ACTIVITY: Every entry below should be reproduced exactly, with all pictures left out.

*** Opening of DATA IN THIS EXERCISE ***

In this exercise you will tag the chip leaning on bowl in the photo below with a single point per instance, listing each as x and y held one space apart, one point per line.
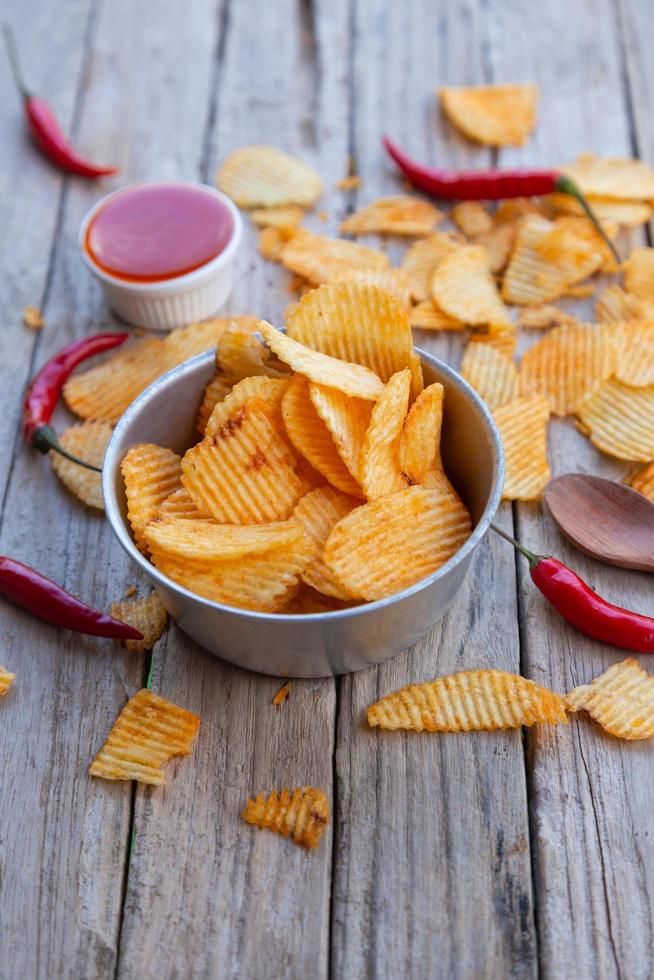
319 475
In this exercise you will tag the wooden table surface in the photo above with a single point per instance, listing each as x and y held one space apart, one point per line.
487 856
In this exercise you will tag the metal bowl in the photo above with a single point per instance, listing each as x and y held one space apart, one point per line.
319 644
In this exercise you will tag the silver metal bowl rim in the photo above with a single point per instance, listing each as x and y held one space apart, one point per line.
119 528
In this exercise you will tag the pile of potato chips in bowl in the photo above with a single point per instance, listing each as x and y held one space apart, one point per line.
287 493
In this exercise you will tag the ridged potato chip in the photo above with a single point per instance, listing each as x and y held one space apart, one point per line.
356 322
312 438
263 176
148 615
243 472
495 115
89 442
391 543
352 379
548 257
148 731
6 680
619 179
621 700
620 421
318 512
422 258
523 430
472 700
380 469
463 287
347 420
321 259
493 376
301 814
636 353
151 473
569 364
402 215
472 217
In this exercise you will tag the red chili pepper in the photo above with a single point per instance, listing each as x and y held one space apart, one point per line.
44 126
583 607
491 185
44 390
48 601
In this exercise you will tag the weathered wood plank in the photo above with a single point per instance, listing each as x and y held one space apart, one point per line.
65 837
432 871
204 888
590 797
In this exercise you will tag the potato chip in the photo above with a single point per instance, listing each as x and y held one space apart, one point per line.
630 214
493 376
393 281
464 288
352 379
402 215
569 364
496 115
380 469
318 512
6 680
202 539
151 473
639 273
621 700
359 323
148 731
636 354
312 438
620 420
472 700
472 218
89 442
390 544
147 615
263 176
347 420
243 472
523 430
264 582
321 259
287 217
301 814
643 481
548 257
618 179
422 258
426 315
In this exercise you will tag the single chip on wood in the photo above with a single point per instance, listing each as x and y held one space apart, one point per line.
87 441
391 543
523 430
147 615
402 215
151 474
472 700
301 814
496 115
263 176
621 700
148 732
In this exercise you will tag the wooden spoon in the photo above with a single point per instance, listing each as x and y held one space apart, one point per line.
607 520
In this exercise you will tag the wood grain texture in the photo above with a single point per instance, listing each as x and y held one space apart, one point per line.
590 798
207 892
432 873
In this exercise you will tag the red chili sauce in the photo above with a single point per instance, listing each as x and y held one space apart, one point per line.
158 231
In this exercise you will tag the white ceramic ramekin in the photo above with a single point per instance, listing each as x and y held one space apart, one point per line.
172 302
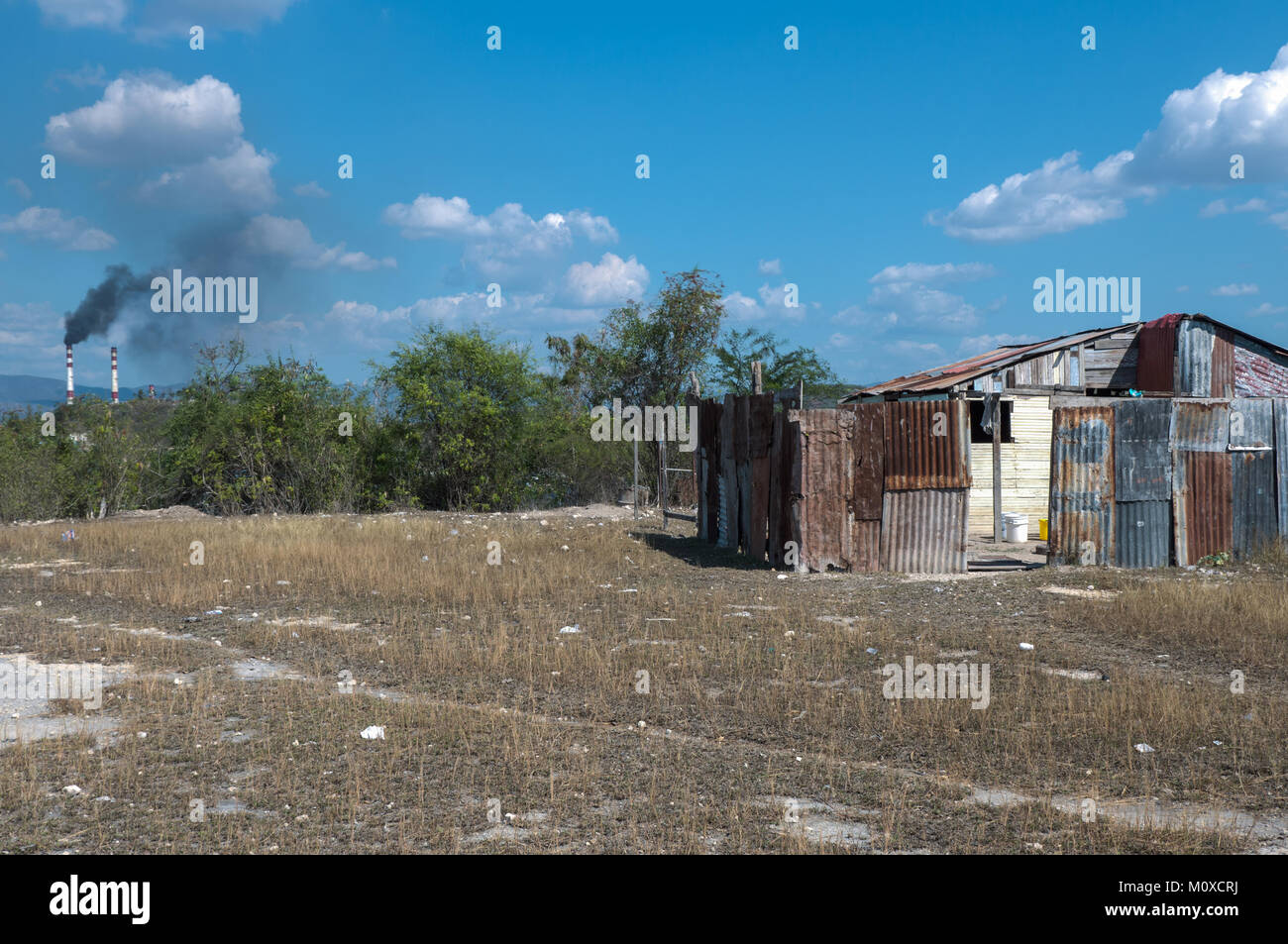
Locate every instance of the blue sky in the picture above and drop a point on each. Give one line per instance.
(518, 166)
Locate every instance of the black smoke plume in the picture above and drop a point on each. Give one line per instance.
(103, 303)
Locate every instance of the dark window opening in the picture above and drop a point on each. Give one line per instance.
(977, 419)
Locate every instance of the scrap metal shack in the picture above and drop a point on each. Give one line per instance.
(1144, 445)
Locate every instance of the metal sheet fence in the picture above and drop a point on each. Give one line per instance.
(866, 487)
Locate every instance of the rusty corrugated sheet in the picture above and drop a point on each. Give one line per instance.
(1201, 505)
(1252, 424)
(708, 468)
(1142, 458)
(1194, 359)
(1253, 501)
(1201, 426)
(1223, 362)
(979, 366)
(923, 531)
(866, 550)
(781, 487)
(868, 459)
(1258, 372)
(1082, 485)
(726, 533)
(926, 445)
(1282, 464)
(823, 472)
(760, 434)
(1142, 532)
(1155, 362)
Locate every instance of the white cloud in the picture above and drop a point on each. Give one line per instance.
(26, 333)
(606, 282)
(20, 188)
(310, 189)
(429, 217)
(501, 244)
(593, 228)
(927, 271)
(194, 132)
(1235, 290)
(771, 301)
(150, 121)
(1244, 114)
(1055, 198)
(290, 239)
(1193, 143)
(104, 14)
(46, 224)
(82, 77)
(161, 18)
(243, 179)
(1219, 207)
(1266, 308)
(925, 305)
(978, 344)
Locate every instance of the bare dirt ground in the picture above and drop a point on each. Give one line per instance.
(575, 681)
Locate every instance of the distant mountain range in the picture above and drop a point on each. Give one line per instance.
(21, 390)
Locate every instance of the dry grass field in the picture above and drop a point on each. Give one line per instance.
(606, 687)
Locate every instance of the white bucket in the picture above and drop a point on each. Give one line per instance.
(1016, 527)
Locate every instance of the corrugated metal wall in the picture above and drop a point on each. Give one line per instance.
(1142, 462)
(823, 476)
(1133, 481)
(926, 445)
(1202, 505)
(1082, 485)
(1280, 412)
(1142, 533)
(923, 531)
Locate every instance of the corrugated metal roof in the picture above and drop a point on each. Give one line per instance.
(1223, 362)
(1194, 359)
(926, 445)
(1256, 374)
(1082, 485)
(1142, 459)
(1155, 360)
(979, 366)
(925, 531)
(1154, 373)
(1142, 532)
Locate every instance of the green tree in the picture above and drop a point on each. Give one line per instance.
(644, 353)
(271, 437)
(473, 423)
(781, 368)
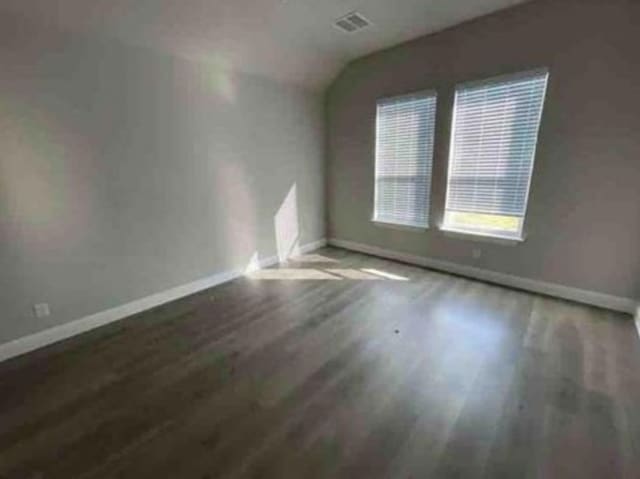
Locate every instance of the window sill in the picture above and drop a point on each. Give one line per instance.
(400, 226)
(489, 238)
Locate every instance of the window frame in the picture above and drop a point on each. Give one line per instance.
(419, 94)
(501, 235)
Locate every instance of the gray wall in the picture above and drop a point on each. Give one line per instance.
(125, 172)
(583, 221)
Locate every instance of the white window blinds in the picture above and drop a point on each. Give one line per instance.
(495, 131)
(404, 154)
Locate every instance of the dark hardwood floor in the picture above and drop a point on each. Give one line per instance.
(335, 365)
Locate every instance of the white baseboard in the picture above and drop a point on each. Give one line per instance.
(616, 303)
(64, 331)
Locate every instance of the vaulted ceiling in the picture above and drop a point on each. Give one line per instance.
(288, 40)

*** Close of DATA IN THIS EXERCISE ***

WRITTEN ANSWER:
In this exercise you will tag the chip leaning on bowl in the photo below with a single point per instance, listing each as x and y held one space apart, one point per line.
319 475
In this exercise you will tag the wooden table surface in the photo above with a single point per instance, listing each as x and y held one space apart, one point per line.
487 856
In this exercise you will tag the metal bowl in the photo above with a single point per instance, listing each as x and y held one space apart, one point per line.
319 644
In this exercise you will tag the silver metal bowl rim in the photo above with a single point per instance, listing each as x and y held one space apart, one point per line.
119 528
In this exercise you will tag the pile of potato chips in bowl in the photo above with a single point per instance, listing each as x and y held one space apart, one point per line.
287 493
In this exercise you will tag the ridged potato chip in the photo above with a single point per instance, listing each as x and y held one space apart, one point per line.
356 322
312 438
263 176
148 615
243 472
495 115
89 442
391 543
352 379
548 257
148 731
6 680
619 179
621 700
620 421
318 512
422 258
523 430
472 700
380 469
463 287
347 420
321 259
493 376
301 814
636 353
151 473
569 364
402 215
472 217
In this exercise you will tag the red chili pepper in the photo above with a single point per instance, listing each as x and y held one space apart, one point per line.
44 126
583 607
491 185
44 390
48 601
In this exercise you will tag the weathered wood plank in the photo above with a single point per instance, listing each as x and y held one space apart, one point per line.
65 837
432 871
204 888
590 797
In this exercise you will tag the potato chip in the photo above with a single point per instance, listing each as x and y held one space apart, one point per line.
630 214
493 376
393 281
464 288
352 379
402 215
569 364
496 115
380 469
318 512
6 680
202 539
151 473
639 273
621 700
359 323
148 731
636 354
312 438
620 420
472 700
472 218
89 442
390 544
147 615
263 176
347 420
243 472
523 430
264 582
321 259
287 217
301 814
643 481
548 257
618 179
422 258
426 315
In this exercise you will tag the single chip on wood in the photo above with a single point per instance, listing each as x and y held one space apart, one point per line.
87 441
391 543
523 430
147 615
402 215
151 474
472 700
301 814
496 115
263 176
621 700
148 732
In this exercise you will tag the wooden spoon in the photo above with a single point per instance, listing each as x and y held one space apart, one point per line.
607 520
In this exercise you will tag the wood grain texture in the photo above with a single point per instance, listing each as x and y held one space apart, one point per line.
590 798
207 892
432 873
In this exercise you will tag the red chili sauce in the photo above with a single point per instance, listing each as x and y held one space apart, one point per line.
158 231
In this exercise you will tag the white ceramic ramekin in the photo above with a single point per instance, listing each as x and y held one space apart, one point per line.
172 302
Locate every instance of the blue sky in the picture above and drop a point on each. Give one line per instance.
(518, 166)
Locate every instance of the black smoke plume in the picture above and drop a point on each. Give one line per instance.
(103, 303)
Locate every instance of the dark window opening in the picture above and drop a point on each. Give one line per instance.
(977, 419)
Locate every instance of the scrap metal shack in the picture above and drop a point on each. Give one line per instance.
(1144, 445)
Locate every instance of the metal sheet fence in the picture above and drop a point on each. Give one line per instance.
(866, 487)
Locate every instance of the rusty corrugated sheet in the picture above and drop a point on each. Give one line per instance.
(1201, 505)
(1252, 424)
(708, 468)
(1142, 458)
(1194, 359)
(1253, 501)
(1201, 426)
(1223, 362)
(979, 366)
(923, 531)
(866, 550)
(781, 487)
(868, 459)
(1258, 372)
(1082, 485)
(726, 533)
(926, 445)
(1282, 464)
(823, 472)
(760, 434)
(1142, 532)
(1155, 362)
Locate every instance of the white cloud in the picture above and drop a point on each. Give one line per instance.
(26, 333)
(606, 282)
(20, 188)
(310, 189)
(429, 217)
(501, 244)
(593, 228)
(927, 271)
(194, 132)
(1235, 290)
(771, 301)
(150, 121)
(1244, 114)
(1055, 198)
(290, 239)
(1193, 143)
(104, 14)
(46, 224)
(82, 77)
(161, 18)
(243, 179)
(1219, 207)
(1266, 308)
(925, 305)
(978, 344)
Locate every instance of the bare dirt ground in the picture above and drop a point on each. Give one line per instance.
(575, 681)
Locate every instance of the distant mountain range in the picture above and drop a point on each. Give one line per instance.
(21, 390)
Locate every instance of the dry grass field in the picture above and drop a point on each. Give one line per instance.
(606, 687)
Locate every instance of the white bucket in the picture above and drop a point on each. Give one line per instance.
(1016, 527)
Locate every instance of the corrugated metal wall in the picture above and drop a point on each. Give one line per instance.
(1142, 462)
(823, 476)
(1133, 481)
(926, 445)
(1202, 505)
(1082, 485)
(1280, 412)
(1142, 533)
(923, 531)
Locate every instance of the corrugated metal roof in the picture above and drop a point on each. Give one line per instance.
(1223, 362)
(1194, 359)
(926, 445)
(1256, 374)
(1082, 485)
(1142, 459)
(1155, 360)
(979, 366)
(925, 531)
(1154, 373)
(1142, 532)
Locate every instance of the green tree in the picture above and drop a point on each. Give one line per instance.
(644, 353)
(271, 437)
(473, 423)
(781, 368)
Locate every instance of the window sill in the picture above and drop a point on each. Give one line per instance.
(400, 226)
(489, 238)
Locate every instance of the window frame in the picture above and drop a point on each. Give one line per instance.
(419, 94)
(501, 235)
Locate every instance of the gray wall in the picture above and drop a point on each. Give one line per instance.
(125, 172)
(583, 221)
Locate every instance of the white window blinds in the picture above and drop a point on each. Give one line per instance.
(495, 131)
(404, 154)
Locate every instance of the dark hardwood floor in the picture above and drop a point on each. Give one line per instance.
(335, 365)
Locate every instance of the white baseboard in the picture above and drop a point on each. Give one line per instance.
(616, 303)
(64, 331)
Locate every instance of the vaulted ceiling in the picture above and drop a point on each. Give one line per instance.
(288, 40)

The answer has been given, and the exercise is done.